>> Start Records for the task

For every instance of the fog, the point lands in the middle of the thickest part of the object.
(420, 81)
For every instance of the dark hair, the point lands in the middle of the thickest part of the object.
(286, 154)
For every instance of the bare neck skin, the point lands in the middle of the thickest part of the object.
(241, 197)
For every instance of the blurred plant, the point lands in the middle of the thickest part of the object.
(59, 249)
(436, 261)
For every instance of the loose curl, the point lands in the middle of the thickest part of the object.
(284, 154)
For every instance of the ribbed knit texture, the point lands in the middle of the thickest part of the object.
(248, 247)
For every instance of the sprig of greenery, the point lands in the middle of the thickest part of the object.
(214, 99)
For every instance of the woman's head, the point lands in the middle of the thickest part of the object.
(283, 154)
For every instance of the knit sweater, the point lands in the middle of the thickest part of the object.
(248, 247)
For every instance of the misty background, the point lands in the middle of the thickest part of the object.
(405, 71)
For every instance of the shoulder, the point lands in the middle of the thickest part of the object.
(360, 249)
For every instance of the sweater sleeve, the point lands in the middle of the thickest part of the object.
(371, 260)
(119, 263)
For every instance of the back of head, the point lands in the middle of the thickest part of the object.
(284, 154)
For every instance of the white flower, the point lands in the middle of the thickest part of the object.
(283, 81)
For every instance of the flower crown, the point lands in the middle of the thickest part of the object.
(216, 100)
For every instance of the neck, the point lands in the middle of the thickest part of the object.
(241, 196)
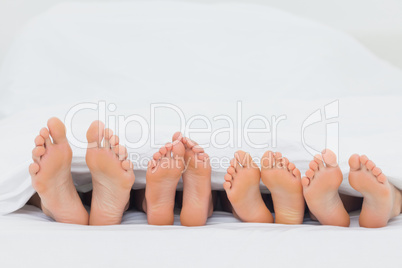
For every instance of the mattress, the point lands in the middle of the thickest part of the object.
(31, 239)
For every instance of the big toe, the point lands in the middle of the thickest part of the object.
(57, 130)
(329, 158)
(178, 150)
(244, 158)
(95, 133)
(354, 162)
(177, 136)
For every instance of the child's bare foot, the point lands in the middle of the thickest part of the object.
(381, 200)
(283, 181)
(320, 189)
(163, 174)
(243, 190)
(51, 175)
(197, 195)
(112, 175)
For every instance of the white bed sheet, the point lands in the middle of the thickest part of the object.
(30, 239)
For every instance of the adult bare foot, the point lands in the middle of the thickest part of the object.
(242, 186)
(320, 189)
(283, 181)
(163, 174)
(197, 195)
(381, 200)
(112, 175)
(51, 175)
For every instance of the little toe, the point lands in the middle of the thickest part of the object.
(127, 165)
(228, 177)
(157, 156)
(310, 174)
(243, 158)
(283, 163)
(382, 178)
(33, 169)
(57, 130)
(95, 134)
(114, 141)
(121, 152)
(227, 185)
(319, 161)
(370, 165)
(354, 162)
(278, 159)
(313, 165)
(152, 164)
(108, 135)
(39, 141)
(197, 149)
(178, 150)
(305, 181)
(267, 160)
(177, 136)
(203, 157)
(37, 152)
(329, 158)
(163, 151)
(296, 173)
(169, 147)
(376, 171)
(363, 159)
(291, 166)
(44, 132)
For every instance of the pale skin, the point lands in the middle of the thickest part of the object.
(381, 200)
(113, 178)
(242, 186)
(180, 158)
(319, 188)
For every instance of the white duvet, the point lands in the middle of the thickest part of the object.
(325, 89)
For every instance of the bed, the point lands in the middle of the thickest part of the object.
(165, 64)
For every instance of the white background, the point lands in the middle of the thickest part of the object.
(376, 23)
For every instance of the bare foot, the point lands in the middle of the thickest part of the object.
(112, 175)
(163, 174)
(243, 190)
(320, 189)
(197, 194)
(283, 181)
(381, 200)
(51, 175)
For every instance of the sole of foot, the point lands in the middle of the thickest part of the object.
(320, 189)
(381, 200)
(283, 180)
(163, 174)
(242, 186)
(197, 194)
(112, 175)
(51, 175)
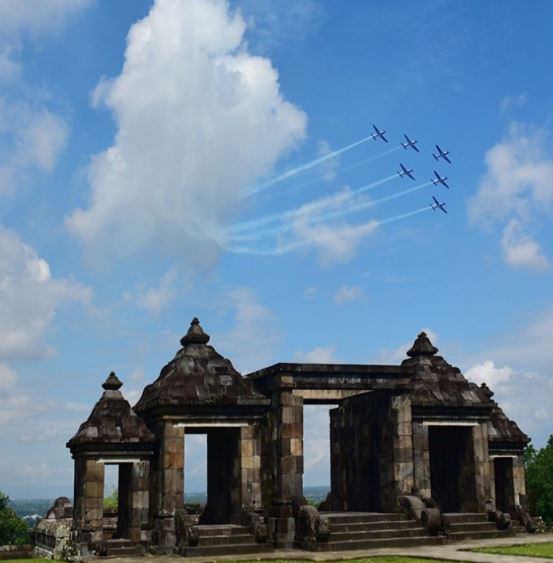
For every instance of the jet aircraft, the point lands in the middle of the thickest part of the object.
(439, 180)
(441, 154)
(438, 205)
(379, 133)
(405, 172)
(410, 143)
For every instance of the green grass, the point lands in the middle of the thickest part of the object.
(529, 550)
(379, 559)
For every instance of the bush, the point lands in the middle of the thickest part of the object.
(539, 480)
(13, 530)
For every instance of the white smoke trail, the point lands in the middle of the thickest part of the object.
(302, 168)
(367, 227)
(296, 214)
(351, 166)
(312, 206)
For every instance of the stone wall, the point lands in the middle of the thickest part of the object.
(371, 452)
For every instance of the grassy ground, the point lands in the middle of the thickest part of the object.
(367, 560)
(529, 550)
(379, 559)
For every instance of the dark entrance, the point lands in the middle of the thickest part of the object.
(116, 518)
(223, 475)
(504, 489)
(452, 468)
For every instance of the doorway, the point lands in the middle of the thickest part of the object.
(504, 485)
(452, 468)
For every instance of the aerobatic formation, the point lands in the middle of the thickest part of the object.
(279, 225)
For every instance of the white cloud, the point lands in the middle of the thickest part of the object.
(29, 297)
(253, 340)
(486, 372)
(520, 250)
(319, 355)
(155, 299)
(8, 377)
(348, 294)
(523, 386)
(397, 355)
(272, 24)
(37, 16)
(334, 243)
(328, 168)
(32, 140)
(198, 119)
(516, 189)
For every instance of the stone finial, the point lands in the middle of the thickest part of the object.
(112, 383)
(422, 347)
(195, 334)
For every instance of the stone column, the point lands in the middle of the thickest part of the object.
(169, 485)
(287, 450)
(421, 456)
(250, 466)
(519, 482)
(402, 476)
(139, 501)
(481, 467)
(89, 499)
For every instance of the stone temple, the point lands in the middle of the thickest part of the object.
(418, 455)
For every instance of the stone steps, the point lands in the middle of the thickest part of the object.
(383, 525)
(123, 548)
(382, 542)
(364, 517)
(473, 526)
(365, 530)
(228, 539)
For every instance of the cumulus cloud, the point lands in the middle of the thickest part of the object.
(29, 297)
(155, 299)
(198, 119)
(319, 355)
(37, 16)
(253, 339)
(348, 293)
(523, 386)
(397, 355)
(31, 139)
(516, 189)
(486, 372)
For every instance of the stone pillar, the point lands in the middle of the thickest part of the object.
(139, 501)
(169, 494)
(519, 482)
(401, 434)
(287, 459)
(421, 456)
(89, 499)
(250, 466)
(481, 466)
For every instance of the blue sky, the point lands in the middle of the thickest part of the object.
(130, 132)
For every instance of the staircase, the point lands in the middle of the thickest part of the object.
(123, 548)
(365, 530)
(224, 539)
(475, 526)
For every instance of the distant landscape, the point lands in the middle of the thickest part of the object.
(32, 510)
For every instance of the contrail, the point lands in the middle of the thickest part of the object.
(256, 223)
(351, 166)
(368, 227)
(333, 214)
(302, 168)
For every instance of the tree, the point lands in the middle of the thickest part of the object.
(539, 480)
(13, 530)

>> End Records for the task

Written problem —
Rewrite all of the records above with every "the point lands" replaced by "the point is placed", changing nothing else, and leave the pictures out.

Finished task —
For every instance of the fog, the point is placed in the middle of the thickest part of the object.
(420, 81)
For every instance of the dark hair, the point is placed in the middle of the thickest part of the object.
(286, 154)
For every instance of the bare neck skin, the point is placed in the middle of the thickest part of the object.
(241, 197)
For every instance of the blurred plant, the point is placed in the middle of the thickest part of the object.
(59, 249)
(436, 261)
For every instance of the loose curl, the point is placed in the middle of the thickest part of the object.
(284, 154)
For every instance of the ribbed knit texture, the point is placed in the middle of the thickest part of the object.
(248, 247)
For every instance of the sprig of greenery, the point is placed in the middle of the thickest part of the object.
(214, 99)
For every instance of the woman's head, the point is placed in the middle of the thickest part of the object.
(283, 154)
For every instance of the knit sweater, the point is placed in the middle of the thickest part of the object.
(248, 247)
For every instance of the misty background, the point is placed in the middle of the thickest part of the object.
(405, 71)
For every instance of the shoulder, the point is placed in the middle of the thickest part of the object.
(360, 249)
For every instance of the sweater sleeve, the point is placed in the middle of the thickest part of the object.
(371, 260)
(119, 263)
For every instance of the back of head, the point is placed in the middle of the thickest part of the object.
(284, 154)
For every instance of the white flower, the point is placed in the middle of the thickest part of the object.
(283, 81)
For every instance of the flower crown, the point is placed in the middle of the thickest part of the object.
(216, 100)
For every instance of the neck, the point is placed in the middle of the thickest part of the object.
(241, 196)
For every instance of the mattress, the point is placed in the middle of the thickest part of the object.
(31, 239)
For every instance of the big toe, the point is placed in the middle of the thickest part of the object.
(57, 130)
(329, 158)
(178, 150)
(244, 158)
(95, 133)
(354, 162)
(177, 136)
For every instance of the child's bare foot, the point is placed in the middle of the thickest part of the object.
(381, 200)
(283, 181)
(320, 189)
(163, 174)
(243, 190)
(51, 175)
(197, 195)
(112, 175)
For every instance of the white bed sheet, the point is placed in the middle of the thickest part of the object.
(30, 239)
For every instance of the adult bare foot, the point is placed in the middle of the thickest part of the object.
(242, 186)
(320, 189)
(283, 181)
(163, 174)
(197, 195)
(381, 200)
(112, 175)
(51, 175)
For every instance of the little toe, the point is placed in the middle of the thickest part of the object.
(127, 165)
(228, 177)
(157, 156)
(310, 174)
(243, 158)
(283, 163)
(382, 178)
(33, 169)
(57, 130)
(95, 134)
(114, 141)
(121, 152)
(227, 185)
(319, 161)
(370, 165)
(354, 162)
(278, 159)
(313, 165)
(152, 164)
(108, 135)
(39, 141)
(197, 149)
(178, 150)
(305, 181)
(267, 160)
(177, 136)
(203, 157)
(37, 152)
(329, 158)
(163, 151)
(296, 173)
(169, 147)
(376, 171)
(363, 159)
(291, 166)
(44, 132)
For every instance of the pale skin, the point is placed in the middle of the thickest part of the object.
(381, 200)
(113, 178)
(242, 186)
(180, 158)
(319, 188)
For every instance of the white duvet, the point is placed in the middle of the thickest part of the object.
(325, 89)
For every instance of the bed, the point is placed in the middle of the thickest part of the object.
(165, 64)
For every instance of the white background, the point is placed in the middle of the thickest part of the object.
(376, 23)
For every instance of the bare foot, the point is placed in the middle of the thickest part of the object.
(112, 175)
(163, 174)
(243, 190)
(320, 189)
(197, 194)
(283, 181)
(381, 200)
(51, 175)
For every instance of the sole of foot, the point is placed in the middle of the thickest part of the object.
(320, 189)
(381, 200)
(283, 180)
(163, 174)
(242, 186)
(197, 194)
(112, 175)
(51, 175)
For every instance of the jet aircraft, the point is placed in the middle of the thickest part of the object.
(439, 180)
(441, 154)
(438, 205)
(379, 133)
(405, 172)
(410, 143)
For every instance of the green grass, the point is placed in the middle of the thickest part of the object.
(529, 550)
(379, 559)
For every instance of the bush, the point is placed in the middle of the thickest part of the object.
(539, 480)
(13, 530)
For every instance of the white smoke trail, the point is placed in the middle of the thickest part of the object.
(302, 168)
(367, 227)
(296, 214)
(351, 166)
(312, 206)
For every instance of the stone wall, the point is placed in the middle of the thickest part of the object.
(371, 452)
For every instance of the grassy ground, the point is placed in the middle of the thickest part of the object.
(367, 560)
(529, 550)
(379, 559)
For every instance of the dark entrance, the point is placed in the middle of the thickest part of the object.
(116, 518)
(223, 475)
(504, 489)
(452, 468)
For every instance of the doorway, the point is placed in the middle of the thickest part of the object.
(504, 485)
(452, 468)
For every instance of the aerobatic formation, the point is placed in the middle of the thickest part of the object.
(279, 225)
For every instance of the white cloud, the point is placed in the middle of the thickest part of the object.
(29, 297)
(253, 340)
(486, 372)
(520, 250)
(319, 355)
(155, 299)
(8, 377)
(348, 294)
(523, 386)
(397, 355)
(272, 24)
(37, 16)
(334, 243)
(328, 168)
(32, 140)
(198, 119)
(516, 189)
For every instance of the stone finial, the point is placed in the middle of the thickest part of the object.
(112, 383)
(422, 347)
(195, 334)
For every instance of the stone column, the point is placed in the middle of the thickest part of the object.
(169, 485)
(287, 450)
(421, 456)
(250, 466)
(519, 482)
(402, 476)
(139, 501)
(481, 467)
(89, 499)
For every instance of the stone temple, the point is placed in the middle of the thickest part of the object.
(418, 455)
For every instance of the stone steps, the point is placed in the middle of the thickest part of the object.
(383, 525)
(123, 548)
(382, 542)
(364, 517)
(473, 526)
(365, 530)
(228, 539)
For every instance of the cumulus cloud, the point is placed in the middle of the thickest part of the object.
(29, 297)
(155, 299)
(198, 119)
(319, 355)
(37, 16)
(253, 339)
(348, 293)
(523, 386)
(397, 355)
(31, 139)
(516, 189)
(486, 372)
For every instance of the stone pillar, the point is placed in the middle of the thickest part of the object.
(139, 501)
(169, 494)
(519, 482)
(401, 434)
(287, 459)
(421, 456)
(89, 499)
(250, 466)
(481, 466)
For every instance of the blue sky, the point is placed in the middle of the thickest part of the object.
(130, 132)
For every instance of the staircase, the point is placed in the middle of the thickest part of the object.
(123, 548)
(365, 530)
(224, 539)
(475, 526)
For every instance of the distant landscape, the point is placed in the middle of the thickest part of the object.
(32, 510)
For every instance of the contrail, the point is placed in the middle of the thickest part of the object.
(256, 223)
(351, 166)
(368, 227)
(333, 214)
(302, 168)
For every instance of the tree, the point is placed in the middle of the thickest part of the object.
(539, 480)
(13, 530)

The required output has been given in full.